| STATED TASK A |
Please express the part of the records that opens with the line containing "Detect person in blue" and closes with the line containing "Detect badge on" as a Markdown table with the columns Row and Content, giving each line a row number and leaving out blank lines.

An existing web-based account manager and online help manual was in use for the Aro (called Kiha at the time) beta users, which needed various enhancements in order to streamline the on-boarding process. I was asked to help make the interface friendlier and more suitable for a future Android/iOS version.

Project layers discussed below:

  • Introduction and goals
  • Quick fixes
  • Personas
  • Flows
  • Redesign
  • Mental model framing
  • Implementation
  • Design Refinement
  • Online Help enhancements

Quick fixes

Beta users were already having many problems with the interface, so quick fixes were the first items to address. I assessed the current web app and proposed some simple changes.

First I started creating wireframes to communicate:

Then I found these were not the best way to collaborate on designs with the product manager and switched to annotated mockups:

Personas

There were no personas created for this or any other project at the company, so I wrote a set and shared them. As our beta user insight grew, I later found that two of the personas should be discounted for the time being — since they were not yet present in the user base.

Page Flows

These proposed recommendations were implemented while I considered improvements to the on-boarding and usage flows — taking the simple mapping below and adding functionality to handle more cases and respond better to user actions.

Redesign

A company-wide re-theming effort was getting underway and that presented a good opportunity to accompany that with a functional redesign of the web interface. I created several versions based on the same principles of a single screen scope of interaction with more comprehensive messaging.

| PROVIDED RECORDS |
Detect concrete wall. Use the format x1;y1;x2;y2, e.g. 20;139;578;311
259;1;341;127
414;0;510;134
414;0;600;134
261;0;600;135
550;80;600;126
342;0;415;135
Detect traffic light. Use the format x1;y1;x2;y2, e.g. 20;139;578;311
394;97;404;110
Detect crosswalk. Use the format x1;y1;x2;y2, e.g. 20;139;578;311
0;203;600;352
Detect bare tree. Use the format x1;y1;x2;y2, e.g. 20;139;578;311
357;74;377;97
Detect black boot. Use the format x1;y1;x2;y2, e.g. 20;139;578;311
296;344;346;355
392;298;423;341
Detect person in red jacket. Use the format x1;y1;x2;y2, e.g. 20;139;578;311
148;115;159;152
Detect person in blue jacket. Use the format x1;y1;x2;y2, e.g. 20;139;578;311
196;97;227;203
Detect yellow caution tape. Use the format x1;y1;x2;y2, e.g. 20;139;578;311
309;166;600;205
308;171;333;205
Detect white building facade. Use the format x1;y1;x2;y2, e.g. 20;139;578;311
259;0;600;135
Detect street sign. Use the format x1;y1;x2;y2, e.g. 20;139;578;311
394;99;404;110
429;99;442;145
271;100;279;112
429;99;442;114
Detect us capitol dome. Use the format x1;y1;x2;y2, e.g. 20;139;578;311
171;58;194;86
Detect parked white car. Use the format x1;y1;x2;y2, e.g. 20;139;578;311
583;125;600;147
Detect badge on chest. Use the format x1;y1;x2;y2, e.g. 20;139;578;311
* * *
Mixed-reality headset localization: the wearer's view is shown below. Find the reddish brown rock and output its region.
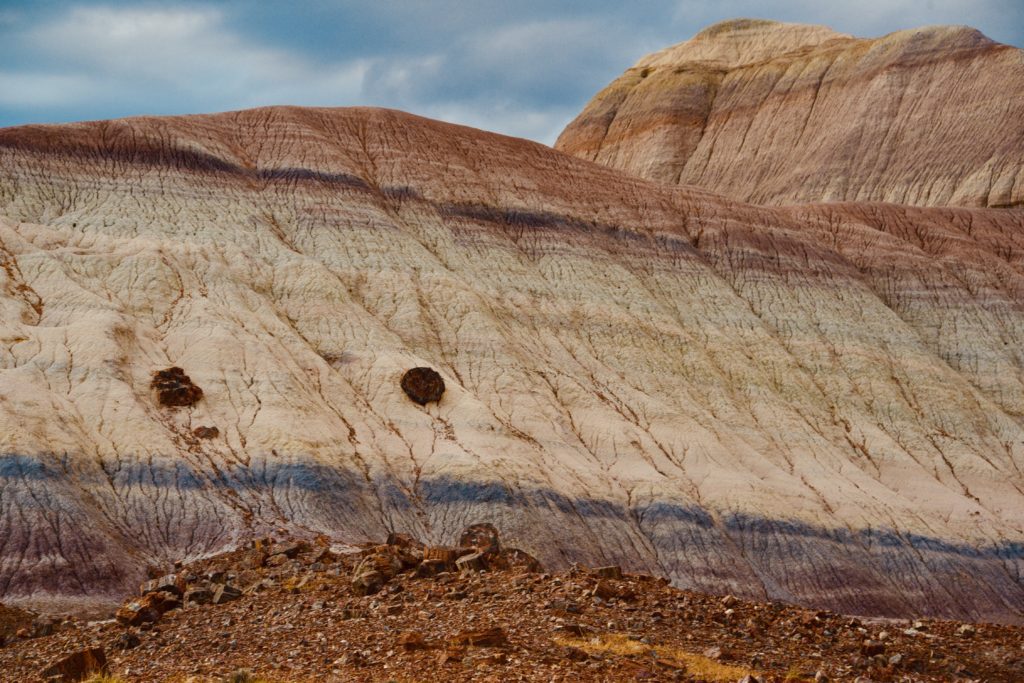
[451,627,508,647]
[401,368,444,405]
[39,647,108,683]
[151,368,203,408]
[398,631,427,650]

| STATED TASK B |
Answer these questions on the project write-up, one per line:
(i) What was Aro called at the time the beta users had the account manager?
(ii) What did the writer switch to after finding wireframes were not the best way to collaborate with the product manager?
(iii) What company-wide effort was getting underway when the redesign began?

| FULL OUTPUT A |
| Row | Content |
|---|---|
| 1 | Detect person in blue jacket. Use the format x1;y1;x2;y2, e.g. 20;139;578;311 |
| 2 | 196;97;227;203 |
| 3 | Detect yellow caution tape. Use the format x1;y1;x2;y2, e.g. 20;139;578;311 |
| 4 | 309;166;600;205 |
| 5 | 308;171;333;205 |
| 6 | Detect white building facade. Use the format x1;y1;x2;y2, e.g. 20;139;578;311 |
| 7 | 259;0;600;135 |
| 8 | Detect street sign. Use the format x1;y1;x2;y2, e.g. 20;139;578;311 |
| 9 | 394;99;404;110 |
| 10 | 429;99;442;145 |
| 11 | 271;100;279;112 |
| 12 | 429;99;442;114 |
| 13 | Detect us capitol dome. Use the format x1;y1;x2;y2, e.g. 20;139;578;311 |
| 14 | 171;58;194;86 |
| 15 | Detect parked white car. Use the format x1;y1;x2;y2, e.g. 20;139;578;311 |
| 16 | 583;125;600;147 |
| 17 | Detect badge on chest. Use the format x1;y1;x2;y2, e.g. 20;139;578;311 |

| FULL OUTPUT B |
(i) Kiha
(ii) Annotated mockups
(iii) A re-theming effort